▶ [Task data]:
--------------------------------------------------

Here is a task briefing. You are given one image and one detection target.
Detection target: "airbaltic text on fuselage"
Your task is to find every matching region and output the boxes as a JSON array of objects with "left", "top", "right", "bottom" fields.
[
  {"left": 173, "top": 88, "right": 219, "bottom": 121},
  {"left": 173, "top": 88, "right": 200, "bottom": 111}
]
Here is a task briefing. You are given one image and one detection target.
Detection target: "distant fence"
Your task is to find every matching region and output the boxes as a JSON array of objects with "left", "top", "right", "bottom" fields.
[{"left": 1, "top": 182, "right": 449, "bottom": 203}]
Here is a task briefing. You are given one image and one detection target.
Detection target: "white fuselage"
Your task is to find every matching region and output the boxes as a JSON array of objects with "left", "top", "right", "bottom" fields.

--------------------------------------------------

Leaving no line out, return the data above verbatim.

Here is a task briefing. You are given one image and one detection target.
Detection target: "airbaltic text on fuselage"
Your task is to find every matching region and output the boxes as a JSON array of objects with "left", "top", "right", "bottom" fields.
[
  {"left": 173, "top": 88, "right": 219, "bottom": 121},
  {"left": 173, "top": 88, "right": 200, "bottom": 111}
]
Here is a task briefing. You are given one image and one detection target.
Detection target: "distant fence"
Your task is to find every matching region and output the boxes as a JSON array of objects with "left", "top", "right", "bottom" fields.
[{"left": 1, "top": 182, "right": 449, "bottom": 203}]
Here is a task briefing. You are given one image and one detection target.
Detection target: "white fuselage"
Your task is to find every matching region and output the boxes as a JSON array of objects with "left", "top", "right", "bottom" fields.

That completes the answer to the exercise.